* [Input material]
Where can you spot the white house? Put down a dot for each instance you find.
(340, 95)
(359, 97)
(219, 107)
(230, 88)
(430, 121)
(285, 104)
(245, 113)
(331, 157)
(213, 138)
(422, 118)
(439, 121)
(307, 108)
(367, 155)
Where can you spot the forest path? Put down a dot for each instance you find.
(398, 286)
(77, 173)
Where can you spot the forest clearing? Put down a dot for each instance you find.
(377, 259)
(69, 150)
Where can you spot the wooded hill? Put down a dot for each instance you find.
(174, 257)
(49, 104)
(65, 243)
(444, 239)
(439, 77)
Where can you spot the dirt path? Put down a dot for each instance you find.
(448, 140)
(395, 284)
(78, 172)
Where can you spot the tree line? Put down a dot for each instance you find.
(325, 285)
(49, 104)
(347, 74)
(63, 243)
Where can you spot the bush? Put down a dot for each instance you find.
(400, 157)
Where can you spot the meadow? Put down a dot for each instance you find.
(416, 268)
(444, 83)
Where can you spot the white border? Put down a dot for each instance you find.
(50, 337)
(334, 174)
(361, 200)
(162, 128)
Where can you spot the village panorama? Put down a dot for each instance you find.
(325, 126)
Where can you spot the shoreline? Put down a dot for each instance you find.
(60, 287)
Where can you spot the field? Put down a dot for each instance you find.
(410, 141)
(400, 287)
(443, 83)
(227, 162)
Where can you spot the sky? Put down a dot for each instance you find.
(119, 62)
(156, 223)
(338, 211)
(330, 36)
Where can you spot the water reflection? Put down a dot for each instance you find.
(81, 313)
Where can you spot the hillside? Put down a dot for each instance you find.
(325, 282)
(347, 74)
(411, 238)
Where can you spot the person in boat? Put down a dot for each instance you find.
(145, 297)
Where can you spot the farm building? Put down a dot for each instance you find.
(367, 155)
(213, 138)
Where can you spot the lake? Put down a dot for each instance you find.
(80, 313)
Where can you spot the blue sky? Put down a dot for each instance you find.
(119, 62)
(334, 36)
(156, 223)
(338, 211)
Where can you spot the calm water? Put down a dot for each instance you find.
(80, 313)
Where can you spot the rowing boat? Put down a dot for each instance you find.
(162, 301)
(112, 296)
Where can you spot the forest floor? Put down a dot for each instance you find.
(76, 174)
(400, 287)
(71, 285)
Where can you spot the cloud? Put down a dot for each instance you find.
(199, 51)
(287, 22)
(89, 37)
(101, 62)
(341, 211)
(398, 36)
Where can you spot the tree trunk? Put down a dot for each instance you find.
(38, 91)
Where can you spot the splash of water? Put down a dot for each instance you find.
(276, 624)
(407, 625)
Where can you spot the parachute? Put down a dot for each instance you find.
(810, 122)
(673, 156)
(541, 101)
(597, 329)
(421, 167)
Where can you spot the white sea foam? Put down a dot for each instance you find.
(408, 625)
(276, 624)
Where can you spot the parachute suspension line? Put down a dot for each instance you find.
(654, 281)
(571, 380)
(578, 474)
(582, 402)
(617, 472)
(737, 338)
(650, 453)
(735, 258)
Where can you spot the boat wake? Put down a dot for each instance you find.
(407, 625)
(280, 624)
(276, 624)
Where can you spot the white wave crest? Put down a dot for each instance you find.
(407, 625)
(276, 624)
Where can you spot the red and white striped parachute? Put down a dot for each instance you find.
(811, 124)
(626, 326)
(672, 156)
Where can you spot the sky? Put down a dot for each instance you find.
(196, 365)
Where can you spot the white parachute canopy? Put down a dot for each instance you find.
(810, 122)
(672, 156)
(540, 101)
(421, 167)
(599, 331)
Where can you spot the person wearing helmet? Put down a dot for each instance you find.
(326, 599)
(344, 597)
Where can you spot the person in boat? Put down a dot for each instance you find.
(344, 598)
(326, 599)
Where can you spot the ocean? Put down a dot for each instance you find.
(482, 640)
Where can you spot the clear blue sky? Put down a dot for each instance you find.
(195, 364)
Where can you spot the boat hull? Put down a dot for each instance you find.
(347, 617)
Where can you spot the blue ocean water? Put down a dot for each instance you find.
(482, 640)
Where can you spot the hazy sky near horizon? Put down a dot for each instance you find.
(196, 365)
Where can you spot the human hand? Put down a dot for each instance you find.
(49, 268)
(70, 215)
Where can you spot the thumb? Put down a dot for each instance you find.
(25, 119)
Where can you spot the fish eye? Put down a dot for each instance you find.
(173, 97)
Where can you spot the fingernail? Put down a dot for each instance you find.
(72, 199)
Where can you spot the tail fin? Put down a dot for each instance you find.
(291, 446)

* [Challenge]
Extract the full set of entries word for word.

* [Answer below]
Where can you spot the white house? Put down a dot for each instance you find.
(340, 95)
(359, 97)
(219, 107)
(230, 88)
(430, 121)
(285, 104)
(245, 113)
(331, 157)
(213, 138)
(422, 118)
(439, 121)
(307, 108)
(367, 155)
Where can you spot the forest path? Put down a dot for each instance you find.
(398, 286)
(77, 173)
Where can you spot the forest clearing? Put down a dot for each instance you find.
(377, 259)
(69, 150)
Where can you spot the wooded hill? Put down a dot for each instance you find.
(174, 257)
(49, 104)
(65, 243)
(444, 239)
(439, 77)
Where can you spot the dirt path? Put down a dot for each instance you find.
(448, 140)
(395, 284)
(78, 172)
Where can you spot the tree line? Put down a dot for each instance you find.
(325, 285)
(49, 104)
(347, 74)
(63, 243)
Where can you spot the bush? Put down a dot for each instance you find.
(400, 157)
Where can you spot the meadow? Put down a dot for each instance you find.
(416, 268)
(444, 83)
Where can you spot the white border? Put down a dot for each instance you find.
(50, 337)
(334, 174)
(361, 200)
(162, 128)
Where can you spot the village panorama? Put down a dot for each instance you find.
(325, 126)
Where can you spot the shoreline? Put down a dot for each instance you find.
(60, 287)
Where can you spot the field? Put down a dot for each instance you find.
(410, 141)
(400, 287)
(443, 83)
(227, 162)
Where can you spot the sky? Put down a dot for each instance you find.
(119, 62)
(156, 223)
(338, 211)
(330, 36)
Where can you spot the water reflection? Put down a dot for each instance you find.
(81, 313)
Where can you spot the hillside? Put down a dot for each instance you find.
(325, 282)
(347, 74)
(411, 238)
Where can you spot the person in boat? Put down a dot for each instance you find.
(145, 297)
Where can you spot the farm building? Put down a dot for each instance you find.
(367, 155)
(213, 138)
Where can you spot the lake? Put down a dot for each instance you find.
(80, 313)
Where can you spot the blue sky? Put down a dot for each instance you find.
(119, 62)
(334, 36)
(156, 223)
(338, 211)
Where can you spot the calm water? Put down a dot for each instance you find.
(80, 313)
Where can you spot the rowing boat? Put down a dot for each instance you find.
(162, 301)
(112, 296)
Where can you spot the forest floor? Put down a dot for each instance you find.
(76, 174)
(400, 287)
(71, 285)
Where can you spot the cloud? Put down a dot for each instance you find.
(199, 51)
(287, 22)
(89, 37)
(101, 62)
(341, 211)
(398, 36)
Where can you spot the tree trunk? Put down a dot for each instance you find.
(38, 91)
Where can you spot the splash of water? Put down a dot for each instance you find.
(276, 624)
(407, 625)
Where can you spot the parachute? Put down a dot for each instance you find.
(810, 122)
(673, 156)
(541, 101)
(597, 329)
(421, 167)
Where can you spot the white sea foam? Put down a dot for each instance you find.
(408, 625)
(276, 624)
Where can you spot the parachute suspension line? Put down a dot for each instance you find.
(654, 281)
(571, 380)
(578, 474)
(582, 402)
(617, 472)
(737, 338)
(650, 453)
(735, 258)
Where can you spot the boat wake? Put down a dot for each instance you find.
(407, 625)
(280, 624)
(276, 624)
Where can you spot the white wave crest? Put down a dot for each instance you find.
(407, 625)
(276, 624)
Where can you spot the red and white striped parachute? Put down a dot for each instance you find.
(811, 124)
(626, 326)
(672, 156)
Where can you spot the sky? Put down a dot for each instance you find.
(196, 365)
Where can you spot the white parachute canopy? Put down a dot for each instance you find.
(810, 122)
(672, 156)
(540, 101)
(421, 167)
(599, 331)
Where can you spot the person wearing helmet? Put down a dot for each instance you find.
(326, 599)
(344, 597)
Where can you spot the person in boat? Put down a dot for each instance you find.
(344, 598)
(326, 599)
Where can you spot the ocean? Put down a dot for each instance you find.
(482, 640)
Where can you spot the clear blue sky? Put down a dot for each instance you find.
(195, 364)
Where can you spot the boat hull? Put down a dot for each instance you find.
(347, 617)
Where can you spot the blue ocean water? Put down a dot for each instance you find.
(482, 640)
Where can you spot the hazy sky near horizon? Put down a dot for each instance you find.
(196, 365)
Where can you spot the human hand? Put down a dot for each instance you find.
(49, 268)
(70, 215)
Where can you spot the thumb? Put down a dot for each instance you find.
(25, 119)
Where can you spot the fish eye? Put down a dot for each instance you find.
(173, 97)
Where can you spot the fingernail? Put down a dot for each instance you find.
(72, 199)
Where can you spot the tail fin? Put down a dot for each instance you find.
(291, 446)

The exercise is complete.